(Dataset entries)
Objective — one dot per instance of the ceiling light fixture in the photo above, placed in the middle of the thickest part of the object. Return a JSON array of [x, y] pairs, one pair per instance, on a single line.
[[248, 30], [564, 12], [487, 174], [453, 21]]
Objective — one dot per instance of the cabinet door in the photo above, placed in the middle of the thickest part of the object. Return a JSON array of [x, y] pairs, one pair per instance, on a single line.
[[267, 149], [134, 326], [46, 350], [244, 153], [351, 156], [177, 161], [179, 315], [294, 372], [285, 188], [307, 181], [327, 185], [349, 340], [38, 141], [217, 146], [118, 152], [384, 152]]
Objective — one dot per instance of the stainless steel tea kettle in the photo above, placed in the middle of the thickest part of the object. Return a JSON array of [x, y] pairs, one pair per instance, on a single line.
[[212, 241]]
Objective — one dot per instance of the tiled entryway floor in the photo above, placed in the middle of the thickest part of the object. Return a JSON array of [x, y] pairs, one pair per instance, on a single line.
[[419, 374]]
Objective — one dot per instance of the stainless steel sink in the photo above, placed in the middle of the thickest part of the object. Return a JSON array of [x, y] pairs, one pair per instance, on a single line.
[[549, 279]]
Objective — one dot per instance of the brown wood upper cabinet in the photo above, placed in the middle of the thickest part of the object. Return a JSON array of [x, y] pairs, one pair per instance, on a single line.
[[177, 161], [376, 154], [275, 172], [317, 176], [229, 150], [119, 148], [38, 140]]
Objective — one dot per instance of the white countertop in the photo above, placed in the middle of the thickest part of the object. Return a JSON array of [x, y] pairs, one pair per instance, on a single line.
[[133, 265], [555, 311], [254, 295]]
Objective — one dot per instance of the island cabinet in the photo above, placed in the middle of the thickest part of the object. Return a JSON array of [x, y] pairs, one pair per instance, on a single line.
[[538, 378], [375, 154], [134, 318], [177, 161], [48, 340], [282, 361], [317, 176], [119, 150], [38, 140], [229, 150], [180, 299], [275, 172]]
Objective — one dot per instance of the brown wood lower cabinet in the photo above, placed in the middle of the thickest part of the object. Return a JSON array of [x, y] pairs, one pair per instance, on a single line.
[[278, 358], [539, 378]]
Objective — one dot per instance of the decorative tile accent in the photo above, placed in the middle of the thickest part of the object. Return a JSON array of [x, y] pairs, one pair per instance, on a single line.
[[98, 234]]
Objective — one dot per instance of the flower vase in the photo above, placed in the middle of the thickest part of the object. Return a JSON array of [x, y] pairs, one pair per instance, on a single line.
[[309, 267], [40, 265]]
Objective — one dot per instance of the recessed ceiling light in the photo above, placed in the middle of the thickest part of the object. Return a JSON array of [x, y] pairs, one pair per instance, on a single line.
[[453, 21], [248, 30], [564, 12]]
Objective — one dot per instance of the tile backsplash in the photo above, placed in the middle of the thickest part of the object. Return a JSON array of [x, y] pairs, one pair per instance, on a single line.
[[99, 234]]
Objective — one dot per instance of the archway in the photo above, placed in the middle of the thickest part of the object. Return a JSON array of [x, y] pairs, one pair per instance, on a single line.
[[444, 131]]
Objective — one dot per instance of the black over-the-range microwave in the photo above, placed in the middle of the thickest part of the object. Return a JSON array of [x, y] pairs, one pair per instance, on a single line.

● **Requirement**: All of the entries must be given again, word for word.

● **Response below**:
Objective — one dot per instance of the ceiling light fixture in the photo above, placed in the middle of the thickest part of the object. Return a JSON array of [x, y] pairs, one pair per instance, on a single line.
[[248, 30], [564, 12], [487, 174], [453, 21]]
Objective — one dot per instance of the cabinet door in the photo above, placed in the middle of the thickest part of the object. Return a JSON array of [x, y] pairs, one pair per instance, on a single line.
[[267, 149], [134, 326], [46, 350], [244, 153], [351, 156], [177, 161], [179, 315], [294, 372], [285, 188], [307, 181], [327, 185], [349, 340], [38, 141], [217, 146], [118, 152], [384, 152]]
Objective — one dot per instance of the stainless steel tea kettle in the photo above, placed in the middle of the thickest part of the object. Return a JSON array of [x, y] pairs, one pair per instance, on a single line.
[[212, 241]]
Objective — one dot per instance of the tiled entryway floor in the photo above, placed in the middle of the thickest part of the object. Return a JSON array of [x, y] pairs, one pair per instance, on a single line.
[[419, 374]]
Objective — one dot per instance of the stainless steel sink in the photo above, placed in the middle of the thickest part of the object. Return a JSON array of [x, y] pairs, one pair per instance, on a single line.
[[549, 279]]
Objective — one dot per instance of the brown wood upper cabinet in the photo above, placed in the middle of the thickest part of the object. Return a JSON array of [x, y] pairs, one pair per instance, on a single line.
[[177, 161], [376, 154], [275, 172], [317, 176], [229, 150], [119, 148], [38, 140]]
Objective — one dot per instance of the white countertop in the photo above, placed in the middle of the thickest part of the object. Return a JSON array of [x, y] pairs, one pair per instance, on a single line.
[[133, 265], [555, 311], [254, 295]]
Objective — one dot per instance of the island cabinet in the photo above, placed in the middle of the thickest part of the object. Return a JSON array of [x, y] pairs, one pair per instance, on a single line.
[[538, 378], [375, 154], [134, 318], [177, 161], [48, 340], [282, 361], [317, 176], [119, 150], [38, 140], [229, 150], [180, 299], [275, 172]]
Objective — one dot per instance of the brown wood lower cabinet in the photo above, placed in the middle of the thickest part of the object. Return a JSON array of [x, y] pairs, one pair per instance, on a single line.
[[278, 358], [539, 378]]
Objective — one dot per instance of the decorative tile accent in the photo above, placed in the middle of the thickest part of the object. Return a JSON array of [x, y] pairs, one pair per instance, on a single line.
[[98, 234]]
Objective — one dot per instance of the flower vase in the photo above, placed in the middle of the thickest part of the object. Return a JSON array of [x, y] pairs, one pair per instance, on a single line.
[[309, 267], [40, 265]]
Objective — one dot per instance of the recessed ceiling light in the photo above, placed in the middle of the thickest part of the object. Return a JSON array of [x, y] pairs, one pair per instance, on a single line.
[[453, 21], [248, 30], [564, 12]]
Objective — one dot per instance of the tile backsplash in the photo above, placed in the middle of the thickest part of the object. Return a JSON array of [x, y] pairs, one pair per instance, on a single line.
[[99, 234]]
Objective — one dot per instance of the archway in the photo above, placed in the middle of the thickest part of the object. Return a JSON array of [x, y] pairs, one pair per instance, on a single line.
[[444, 131]]
Objective — one dot per instance of the black over-the-range microwave in the photo above, placed in the middle of the thickest part of the object. Return a JSON array of [x, y] pairs, one pair per instance, on a single line.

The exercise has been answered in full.